======== DATA ROWS

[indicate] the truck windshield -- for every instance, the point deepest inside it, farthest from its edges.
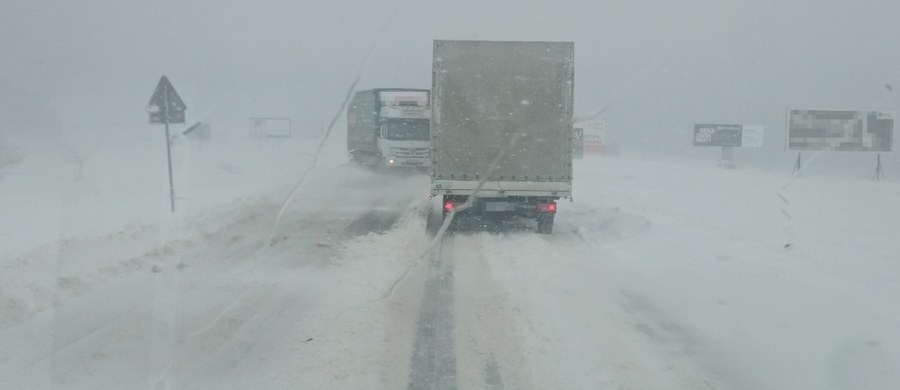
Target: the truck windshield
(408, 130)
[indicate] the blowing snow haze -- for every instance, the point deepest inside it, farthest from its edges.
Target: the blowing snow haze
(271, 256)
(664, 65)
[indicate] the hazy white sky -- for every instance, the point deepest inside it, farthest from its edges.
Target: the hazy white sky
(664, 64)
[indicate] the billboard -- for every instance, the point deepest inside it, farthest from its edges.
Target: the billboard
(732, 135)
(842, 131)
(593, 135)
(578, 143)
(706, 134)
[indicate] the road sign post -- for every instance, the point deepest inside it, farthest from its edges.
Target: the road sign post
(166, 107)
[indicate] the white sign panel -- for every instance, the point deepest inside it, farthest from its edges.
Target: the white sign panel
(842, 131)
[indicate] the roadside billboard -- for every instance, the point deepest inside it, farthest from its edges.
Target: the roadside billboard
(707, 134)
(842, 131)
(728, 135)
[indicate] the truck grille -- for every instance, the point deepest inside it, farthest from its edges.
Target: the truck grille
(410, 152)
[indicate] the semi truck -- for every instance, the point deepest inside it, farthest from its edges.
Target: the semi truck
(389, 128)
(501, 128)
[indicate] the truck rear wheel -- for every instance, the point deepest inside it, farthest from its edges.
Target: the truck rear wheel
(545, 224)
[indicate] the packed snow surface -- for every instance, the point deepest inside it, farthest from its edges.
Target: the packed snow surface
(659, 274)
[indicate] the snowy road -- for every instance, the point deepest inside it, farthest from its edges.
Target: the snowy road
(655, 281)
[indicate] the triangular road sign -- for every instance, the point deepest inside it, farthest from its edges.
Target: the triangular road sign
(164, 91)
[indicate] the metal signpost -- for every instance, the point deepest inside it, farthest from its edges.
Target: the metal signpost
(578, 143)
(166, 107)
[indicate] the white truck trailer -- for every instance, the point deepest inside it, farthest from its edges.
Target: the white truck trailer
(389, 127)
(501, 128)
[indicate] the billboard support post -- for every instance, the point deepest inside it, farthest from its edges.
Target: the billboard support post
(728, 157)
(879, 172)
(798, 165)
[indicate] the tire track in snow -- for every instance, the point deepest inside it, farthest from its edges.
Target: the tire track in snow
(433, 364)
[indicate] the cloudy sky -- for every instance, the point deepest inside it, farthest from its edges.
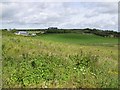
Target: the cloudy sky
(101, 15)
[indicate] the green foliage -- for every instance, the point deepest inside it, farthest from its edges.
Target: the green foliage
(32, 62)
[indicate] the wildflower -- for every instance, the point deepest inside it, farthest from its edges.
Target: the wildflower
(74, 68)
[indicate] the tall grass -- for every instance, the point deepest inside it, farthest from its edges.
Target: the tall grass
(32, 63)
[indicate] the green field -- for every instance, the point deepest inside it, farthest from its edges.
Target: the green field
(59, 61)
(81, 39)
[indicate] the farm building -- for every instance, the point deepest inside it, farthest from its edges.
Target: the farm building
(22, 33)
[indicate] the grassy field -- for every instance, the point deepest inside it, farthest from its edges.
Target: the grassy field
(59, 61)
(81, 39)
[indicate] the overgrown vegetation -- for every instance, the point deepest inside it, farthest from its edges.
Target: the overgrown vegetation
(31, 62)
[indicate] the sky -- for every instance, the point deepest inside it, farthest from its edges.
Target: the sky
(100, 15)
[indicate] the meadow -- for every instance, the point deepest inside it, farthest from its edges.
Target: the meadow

================
======== DATA ROWS

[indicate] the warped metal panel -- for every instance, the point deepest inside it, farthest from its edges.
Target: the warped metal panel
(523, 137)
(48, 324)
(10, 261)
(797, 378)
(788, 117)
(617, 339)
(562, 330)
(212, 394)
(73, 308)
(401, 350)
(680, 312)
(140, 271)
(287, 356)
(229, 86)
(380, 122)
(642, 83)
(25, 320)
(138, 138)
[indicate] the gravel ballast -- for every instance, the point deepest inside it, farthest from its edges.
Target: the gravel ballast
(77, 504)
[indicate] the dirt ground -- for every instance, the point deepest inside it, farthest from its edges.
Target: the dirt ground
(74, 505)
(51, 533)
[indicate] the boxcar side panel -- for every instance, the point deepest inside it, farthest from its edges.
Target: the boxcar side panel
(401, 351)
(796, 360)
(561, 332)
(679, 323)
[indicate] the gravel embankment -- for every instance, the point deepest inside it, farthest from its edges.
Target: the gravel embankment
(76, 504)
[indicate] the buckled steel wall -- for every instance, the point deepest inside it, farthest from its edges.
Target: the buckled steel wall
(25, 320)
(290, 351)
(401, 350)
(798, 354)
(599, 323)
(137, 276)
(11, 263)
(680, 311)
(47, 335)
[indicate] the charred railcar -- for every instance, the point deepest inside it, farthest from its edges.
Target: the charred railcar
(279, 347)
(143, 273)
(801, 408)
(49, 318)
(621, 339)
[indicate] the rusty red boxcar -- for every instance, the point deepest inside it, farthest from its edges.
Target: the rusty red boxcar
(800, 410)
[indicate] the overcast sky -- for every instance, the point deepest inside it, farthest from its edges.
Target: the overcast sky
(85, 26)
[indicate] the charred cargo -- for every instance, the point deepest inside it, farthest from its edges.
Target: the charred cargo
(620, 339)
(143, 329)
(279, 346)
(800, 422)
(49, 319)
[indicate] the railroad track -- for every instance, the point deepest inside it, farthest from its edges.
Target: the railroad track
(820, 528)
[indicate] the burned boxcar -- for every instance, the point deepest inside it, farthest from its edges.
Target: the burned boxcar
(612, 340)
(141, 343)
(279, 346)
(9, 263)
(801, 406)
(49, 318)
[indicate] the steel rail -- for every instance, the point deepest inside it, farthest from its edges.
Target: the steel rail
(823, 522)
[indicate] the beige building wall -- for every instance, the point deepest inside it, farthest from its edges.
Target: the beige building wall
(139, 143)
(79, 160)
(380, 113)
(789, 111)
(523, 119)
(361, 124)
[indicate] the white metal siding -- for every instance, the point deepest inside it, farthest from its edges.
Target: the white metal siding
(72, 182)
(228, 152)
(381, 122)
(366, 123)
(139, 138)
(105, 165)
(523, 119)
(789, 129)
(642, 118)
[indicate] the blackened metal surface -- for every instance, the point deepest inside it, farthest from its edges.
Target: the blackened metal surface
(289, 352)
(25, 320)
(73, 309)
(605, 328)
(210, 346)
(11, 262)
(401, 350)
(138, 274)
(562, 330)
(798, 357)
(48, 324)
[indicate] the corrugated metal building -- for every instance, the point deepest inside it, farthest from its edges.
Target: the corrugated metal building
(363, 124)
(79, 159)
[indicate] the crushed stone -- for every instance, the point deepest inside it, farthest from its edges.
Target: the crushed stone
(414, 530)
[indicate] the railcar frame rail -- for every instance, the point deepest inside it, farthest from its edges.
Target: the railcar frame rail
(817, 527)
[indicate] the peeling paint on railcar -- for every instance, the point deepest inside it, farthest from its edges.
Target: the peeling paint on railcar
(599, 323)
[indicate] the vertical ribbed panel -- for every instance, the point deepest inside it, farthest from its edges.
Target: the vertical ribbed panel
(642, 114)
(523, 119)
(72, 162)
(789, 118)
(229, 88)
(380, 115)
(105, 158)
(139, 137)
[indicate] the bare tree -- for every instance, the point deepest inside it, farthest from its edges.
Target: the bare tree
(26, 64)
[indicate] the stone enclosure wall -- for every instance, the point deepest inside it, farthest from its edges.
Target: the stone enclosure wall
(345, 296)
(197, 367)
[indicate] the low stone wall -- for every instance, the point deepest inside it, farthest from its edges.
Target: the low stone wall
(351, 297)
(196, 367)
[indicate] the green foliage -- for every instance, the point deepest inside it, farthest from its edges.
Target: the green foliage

================
======== DATA ROWS

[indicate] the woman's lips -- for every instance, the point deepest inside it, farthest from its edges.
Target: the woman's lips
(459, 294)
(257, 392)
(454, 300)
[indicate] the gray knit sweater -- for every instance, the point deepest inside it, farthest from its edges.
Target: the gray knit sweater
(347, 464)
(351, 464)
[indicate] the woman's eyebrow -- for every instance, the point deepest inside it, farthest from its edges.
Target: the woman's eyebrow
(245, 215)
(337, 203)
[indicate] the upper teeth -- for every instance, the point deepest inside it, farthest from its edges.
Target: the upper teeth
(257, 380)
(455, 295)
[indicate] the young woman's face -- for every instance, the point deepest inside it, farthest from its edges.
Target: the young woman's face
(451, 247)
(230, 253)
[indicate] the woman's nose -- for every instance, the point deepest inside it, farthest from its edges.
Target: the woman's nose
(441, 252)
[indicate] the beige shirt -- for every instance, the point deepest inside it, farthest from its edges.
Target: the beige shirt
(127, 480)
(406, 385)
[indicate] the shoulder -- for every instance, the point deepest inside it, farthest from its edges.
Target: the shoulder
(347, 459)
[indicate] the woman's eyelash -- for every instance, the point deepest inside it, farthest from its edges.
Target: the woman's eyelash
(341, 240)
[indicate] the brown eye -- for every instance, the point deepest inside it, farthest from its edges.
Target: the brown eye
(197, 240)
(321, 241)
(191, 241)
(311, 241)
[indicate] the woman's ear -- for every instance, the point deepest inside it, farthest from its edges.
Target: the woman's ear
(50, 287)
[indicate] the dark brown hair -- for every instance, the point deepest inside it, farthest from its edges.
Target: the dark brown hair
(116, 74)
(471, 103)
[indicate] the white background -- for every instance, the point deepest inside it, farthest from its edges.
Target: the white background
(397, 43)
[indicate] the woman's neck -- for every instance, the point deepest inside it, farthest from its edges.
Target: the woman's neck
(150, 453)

================

> _EXERCISE_: Pull out every line in the items above that contains the word "railroad". Case counts.

> _TASK SOLUTION_:
[indicate] the railroad track -- for every instance, the point deepest inside it, farthest from its edges.
Target: the railroad track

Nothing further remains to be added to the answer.